## WHAT YOU WILL DO
All pictures are to be dropped, and the remaining data set down exactly.
Start of ENTRIES SUPPLIED
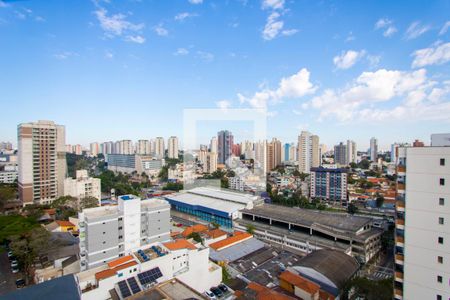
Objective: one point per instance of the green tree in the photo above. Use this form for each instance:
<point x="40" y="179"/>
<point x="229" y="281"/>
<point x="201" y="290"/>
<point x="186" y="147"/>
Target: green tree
<point x="88" y="202"/>
<point x="28" y="246"/>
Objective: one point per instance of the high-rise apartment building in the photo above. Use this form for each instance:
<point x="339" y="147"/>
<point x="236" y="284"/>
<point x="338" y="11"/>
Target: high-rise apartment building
<point x="308" y="152"/>
<point x="143" y="147"/>
<point x="41" y="161"/>
<point x="340" y="154"/>
<point x="422" y="242"/>
<point x="373" y="150"/>
<point x="82" y="186"/>
<point x="109" y="232"/>
<point x="224" y="145"/>
<point x="213" y="145"/>
<point x="329" y="184"/>
<point x="94" y="148"/>
<point x="273" y="154"/>
<point x="172" y="147"/>
<point x="352" y="153"/>
<point x="160" y="147"/>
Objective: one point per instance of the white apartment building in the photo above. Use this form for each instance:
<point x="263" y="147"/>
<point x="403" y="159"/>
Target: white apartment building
<point x="149" y="265"/>
<point x="94" y="148"/>
<point x="159" y="147"/>
<point x="41" y="161"/>
<point x="308" y="152"/>
<point x="108" y="232"/>
<point x="422" y="252"/>
<point x="82" y="186"/>
<point x="172" y="147"/>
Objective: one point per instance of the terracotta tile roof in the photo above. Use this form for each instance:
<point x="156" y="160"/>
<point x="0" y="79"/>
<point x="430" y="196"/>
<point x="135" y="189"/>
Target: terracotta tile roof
<point x="236" y="238"/>
<point x="300" y="282"/>
<point x="215" y="233"/>
<point x="111" y="272"/>
<point x="179" y="244"/>
<point x="120" y="261"/>
<point x="194" y="228"/>
<point x="65" y="223"/>
<point x="264" y="293"/>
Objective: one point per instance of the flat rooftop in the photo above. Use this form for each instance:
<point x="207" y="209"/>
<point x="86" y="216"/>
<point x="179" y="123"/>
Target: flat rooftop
<point x="308" y="218"/>
<point x="207" y="201"/>
<point x="226" y="195"/>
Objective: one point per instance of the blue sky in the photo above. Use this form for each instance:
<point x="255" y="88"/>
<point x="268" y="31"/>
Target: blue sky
<point x="111" y="70"/>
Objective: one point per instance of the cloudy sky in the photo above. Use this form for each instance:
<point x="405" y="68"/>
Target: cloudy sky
<point x="127" y="69"/>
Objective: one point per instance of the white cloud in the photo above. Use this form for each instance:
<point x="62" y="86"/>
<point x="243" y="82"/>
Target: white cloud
<point x="272" y="27"/>
<point x="294" y="86"/>
<point x="437" y="55"/>
<point x="181" y="51"/>
<point x="273" y="4"/>
<point x="205" y="56"/>
<point x="347" y="59"/>
<point x="138" y="39"/>
<point x="117" y="25"/>
<point x="184" y="15"/>
<point x="444" y="28"/>
<point x="223" y="104"/>
<point x="415" y="30"/>
<point x="362" y="100"/>
<point x="387" y="25"/>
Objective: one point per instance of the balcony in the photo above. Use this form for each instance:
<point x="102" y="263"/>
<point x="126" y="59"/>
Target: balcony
<point x="401" y="169"/>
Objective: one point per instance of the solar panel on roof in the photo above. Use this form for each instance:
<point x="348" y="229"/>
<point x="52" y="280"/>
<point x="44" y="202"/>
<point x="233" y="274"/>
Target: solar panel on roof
<point x="124" y="290"/>
<point x="149" y="276"/>
<point x="133" y="285"/>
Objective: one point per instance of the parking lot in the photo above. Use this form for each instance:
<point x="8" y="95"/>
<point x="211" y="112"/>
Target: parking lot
<point x="7" y="278"/>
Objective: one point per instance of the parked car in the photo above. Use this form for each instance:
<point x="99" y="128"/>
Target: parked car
<point x="210" y="295"/>
<point x="223" y="288"/>
<point x="20" y="283"/>
<point x="216" y="291"/>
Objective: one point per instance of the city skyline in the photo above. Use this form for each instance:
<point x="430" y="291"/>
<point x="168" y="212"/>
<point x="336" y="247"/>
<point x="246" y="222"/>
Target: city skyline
<point x="371" y="70"/>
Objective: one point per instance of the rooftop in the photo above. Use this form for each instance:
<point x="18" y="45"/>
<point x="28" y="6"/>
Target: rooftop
<point x="335" y="265"/>
<point x="300" y="282"/>
<point x="308" y="217"/>
<point x="180" y="244"/>
<point x="232" y="240"/>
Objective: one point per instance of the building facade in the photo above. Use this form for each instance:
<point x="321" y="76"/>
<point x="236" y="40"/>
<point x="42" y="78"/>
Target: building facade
<point x="109" y="232"/>
<point x="41" y="161"/>
<point x="422" y="248"/>
<point x="329" y="184"/>
<point x="82" y="186"/>
<point x="308" y="151"/>
<point x="172" y="147"/>
<point x="224" y="146"/>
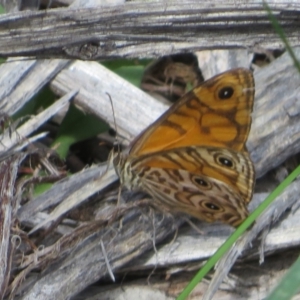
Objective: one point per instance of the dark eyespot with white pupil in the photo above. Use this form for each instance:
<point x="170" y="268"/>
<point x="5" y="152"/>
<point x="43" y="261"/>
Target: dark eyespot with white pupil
<point x="226" y="162"/>
<point x="201" y="182"/>
<point x="212" y="206"/>
<point x="226" y="92"/>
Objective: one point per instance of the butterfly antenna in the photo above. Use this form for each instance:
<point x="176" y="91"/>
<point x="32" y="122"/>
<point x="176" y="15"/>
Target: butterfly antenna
<point x="115" y="123"/>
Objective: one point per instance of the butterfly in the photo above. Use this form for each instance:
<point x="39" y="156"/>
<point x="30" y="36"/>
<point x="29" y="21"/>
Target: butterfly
<point x="194" y="159"/>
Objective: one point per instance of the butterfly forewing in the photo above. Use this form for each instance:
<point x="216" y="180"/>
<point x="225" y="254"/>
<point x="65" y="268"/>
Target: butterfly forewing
<point x="216" y="113"/>
<point x="193" y="159"/>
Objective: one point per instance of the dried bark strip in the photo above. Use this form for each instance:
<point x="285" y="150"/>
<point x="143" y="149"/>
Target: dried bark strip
<point x="8" y="174"/>
<point x="145" y="29"/>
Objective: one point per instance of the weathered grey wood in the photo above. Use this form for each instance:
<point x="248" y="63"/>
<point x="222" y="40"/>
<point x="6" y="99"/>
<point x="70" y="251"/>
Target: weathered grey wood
<point x="133" y="108"/>
<point x="275" y="116"/>
<point x="21" y="80"/>
<point x="10" y="140"/>
<point x="8" y="175"/>
<point x="247" y="282"/>
<point x="145" y="29"/>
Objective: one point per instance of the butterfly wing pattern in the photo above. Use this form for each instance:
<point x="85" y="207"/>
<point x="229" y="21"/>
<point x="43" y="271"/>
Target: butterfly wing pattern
<point x="193" y="159"/>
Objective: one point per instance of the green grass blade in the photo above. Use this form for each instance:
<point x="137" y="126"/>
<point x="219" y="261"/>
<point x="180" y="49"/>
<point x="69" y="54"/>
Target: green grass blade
<point x="239" y="231"/>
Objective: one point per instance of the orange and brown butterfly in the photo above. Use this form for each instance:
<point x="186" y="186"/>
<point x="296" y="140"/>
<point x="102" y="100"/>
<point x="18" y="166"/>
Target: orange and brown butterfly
<point x="193" y="159"/>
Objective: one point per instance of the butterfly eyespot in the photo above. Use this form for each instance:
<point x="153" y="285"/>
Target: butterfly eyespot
<point x="202" y="182"/>
<point x="226" y="92"/>
<point x="225" y="161"/>
<point x="211" y="206"/>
End of ENTRIES SUPPLIED
## EXERCISE RESULT
Objective: one point per instance of the green tree in the photo above. Use this form for each instance:
<point x="40" y="179"/>
<point x="229" y="281"/>
<point x="201" y="290"/>
<point x="186" y="147"/>
Target: green tree
<point x="88" y="202"/>
<point x="28" y="246"/>
Objective: one point per instance of the high-rise apartment building in the photo above. Use this form for each instance:
<point x="339" y="147"/>
<point x="236" y="284"/>
<point x="338" y="11"/>
Target: high-rise apartment building
<point x="308" y="152"/>
<point x="143" y="147"/>
<point x="41" y="161"/>
<point x="340" y="154"/>
<point x="422" y="242"/>
<point x="373" y="150"/>
<point x="82" y="186"/>
<point x="109" y="232"/>
<point x="224" y="145"/>
<point x="213" y="145"/>
<point x="329" y="184"/>
<point x="94" y="148"/>
<point x="273" y="154"/>
<point x="172" y="147"/>
<point x="352" y="153"/>
<point x="160" y="147"/>
Objective: one point per instance of the white apartment building in the photo above. Use this form for each instance:
<point x="263" y="147"/>
<point x="403" y="159"/>
Target: white apartment building
<point x="149" y="265"/>
<point x="94" y="148"/>
<point x="159" y="147"/>
<point x="41" y="161"/>
<point x="308" y="152"/>
<point x="108" y="232"/>
<point x="422" y="252"/>
<point x="82" y="186"/>
<point x="172" y="147"/>
Objective: one point per instance of the terracotta tile roof in the photo above. Use this form for each instance:
<point x="156" y="160"/>
<point x="0" y="79"/>
<point x="430" y="196"/>
<point x="135" y="189"/>
Target: terracotta tile roof
<point x="236" y="238"/>
<point x="300" y="282"/>
<point x="215" y="233"/>
<point x="111" y="272"/>
<point x="179" y="244"/>
<point x="120" y="261"/>
<point x="194" y="228"/>
<point x="65" y="223"/>
<point x="264" y="293"/>
Objective: one point per instance of the flat rooftop in the photo above. Use this form for each instance:
<point x="207" y="209"/>
<point x="86" y="216"/>
<point x="179" y="123"/>
Target: flat rooftop
<point x="308" y="218"/>
<point x="207" y="201"/>
<point x="226" y="195"/>
Objective: one point per instance of the blue sky in the photo above. Use this form for each instance:
<point x="255" y="88"/>
<point x="268" y="31"/>
Target: blue sky
<point x="111" y="70"/>
Objective: one point per instance of the cloudy sky in the photo above. Use this form for each instance:
<point x="405" y="68"/>
Target: cloudy sky
<point x="127" y="69"/>
Objective: one point per instance of the white cloud in the photo above. Use this form for each instance:
<point x="62" y="86"/>
<point x="243" y="82"/>
Target: white cloud
<point x="272" y="27"/>
<point x="294" y="86"/>
<point x="437" y="55"/>
<point x="181" y="51"/>
<point x="273" y="4"/>
<point x="205" y="56"/>
<point x="347" y="59"/>
<point x="138" y="39"/>
<point x="117" y="25"/>
<point x="184" y="15"/>
<point x="444" y="28"/>
<point x="223" y="104"/>
<point x="415" y="30"/>
<point x="362" y="100"/>
<point x="387" y="25"/>
Objective: one point per instance of the balcony in the photo above. Use this form for each instance:
<point x="102" y="263"/>
<point x="126" y="59"/>
Target: balcony
<point x="401" y="169"/>
Objective: one point per instance of the solar panel on roof in the photo above. Use this form for each instance:
<point x="348" y="229"/>
<point x="52" y="280"/>
<point x="44" y="202"/>
<point x="233" y="274"/>
Target: solar panel on roof
<point x="124" y="290"/>
<point x="149" y="276"/>
<point x="133" y="285"/>
Objective: one point per instance of the parking lot in the photo above. Use this form for each instance:
<point x="8" y="95"/>
<point x="211" y="112"/>
Target: parking lot
<point x="7" y="278"/>
Objective: one point per instance of the parked car in the photo above. Use this form for each instance:
<point x="99" y="128"/>
Target: parked car
<point x="210" y="295"/>
<point x="223" y="288"/>
<point x="20" y="283"/>
<point x="216" y="291"/>
Objective: one point per instance of the city skyline in the photo above. Use this form for each instance:
<point x="430" y="291"/>
<point x="168" y="212"/>
<point x="336" y="247"/>
<point x="246" y="222"/>
Target: city skyline
<point x="371" y="70"/>
Objective: one point per instance of the rooftop in the photo above. Use this form for each instance:
<point x="18" y="45"/>
<point x="28" y="6"/>
Target: rooftop
<point x="335" y="265"/>
<point x="300" y="282"/>
<point x="308" y="217"/>
<point x="180" y="244"/>
<point x="232" y="240"/>
Objective: one point per instance of the building facade in the photo above. Use this form for each instance:
<point x="321" y="76"/>
<point x="236" y="40"/>
<point x="42" y="78"/>
Target: building facade
<point x="109" y="232"/>
<point x="41" y="161"/>
<point x="422" y="248"/>
<point x="329" y="184"/>
<point x="82" y="186"/>
<point x="308" y="151"/>
<point x="172" y="147"/>
<point x="224" y="146"/>
Objective: one point per instance of the dark eyespot with white pupil in the photo above. Use this form for each instance:
<point x="170" y="268"/>
<point x="5" y="152"/>
<point x="43" y="261"/>
Target: dark eyespot with white pupil
<point x="226" y="162"/>
<point x="201" y="182"/>
<point x="212" y="206"/>
<point x="226" y="92"/>
Objective: one point per instance of the butterfly antenna in the photo above. Use this form for each instance:
<point x="176" y="91"/>
<point x="32" y="122"/>
<point x="176" y="15"/>
Target: butterfly antenna
<point x="115" y="123"/>
Objective: one point per instance of the butterfly in the photo above. Use this form for each instance:
<point x="39" y="156"/>
<point x="30" y="36"/>
<point x="29" y="21"/>
Target: butterfly
<point x="194" y="159"/>
Objective: one point per instance of the butterfly forewing in the photo above. Use this form for each instance:
<point x="216" y="180"/>
<point x="225" y="254"/>
<point x="65" y="268"/>
Target: butterfly forewing
<point x="216" y="113"/>
<point x="193" y="159"/>
Objective: one point per instance of the dried bark strip in the photo above. Use this form for each instance:
<point x="285" y="150"/>
<point x="143" y="149"/>
Target: dried bark strip
<point x="8" y="174"/>
<point x="145" y="29"/>
Objective: one point per instance of the weathered grey wood in the photo above. Use this form for each instance:
<point x="248" y="63"/>
<point x="222" y="40"/>
<point x="6" y="99"/>
<point x="70" y="251"/>
Target: weathered grey wood
<point x="133" y="108"/>
<point x="275" y="116"/>
<point x="21" y="80"/>
<point x="10" y="140"/>
<point x="8" y="175"/>
<point x="247" y="282"/>
<point x="145" y="29"/>
Objective: one point per instance of the butterfly wing pattern in the photo above. Use this form for each instance:
<point x="85" y="207"/>
<point x="229" y="21"/>
<point x="43" y="271"/>
Target: butterfly wing pattern
<point x="193" y="159"/>
Objective: one point per instance of the green grass blade in the photo above. Use this form for each instance:
<point x="137" y="126"/>
<point x="219" y="261"/>
<point x="180" y="49"/>
<point x="69" y="54"/>
Target: green grass blade
<point x="239" y="231"/>
Objective: one point per instance of the orange and brown butterfly in the photo above. Use this form for each instance:
<point x="186" y="186"/>
<point x="296" y="140"/>
<point x="102" y="100"/>
<point x="18" y="166"/>
Target: orange and brown butterfly
<point x="193" y="159"/>
Objective: one point per instance of the butterfly eyespot in the photo above. Use this form for each instance:
<point x="153" y="285"/>
Target: butterfly eyespot
<point x="202" y="182"/>
<point x="226" y="92"/>
<point x="225" y="161"/>
<point x="211" y="206"/>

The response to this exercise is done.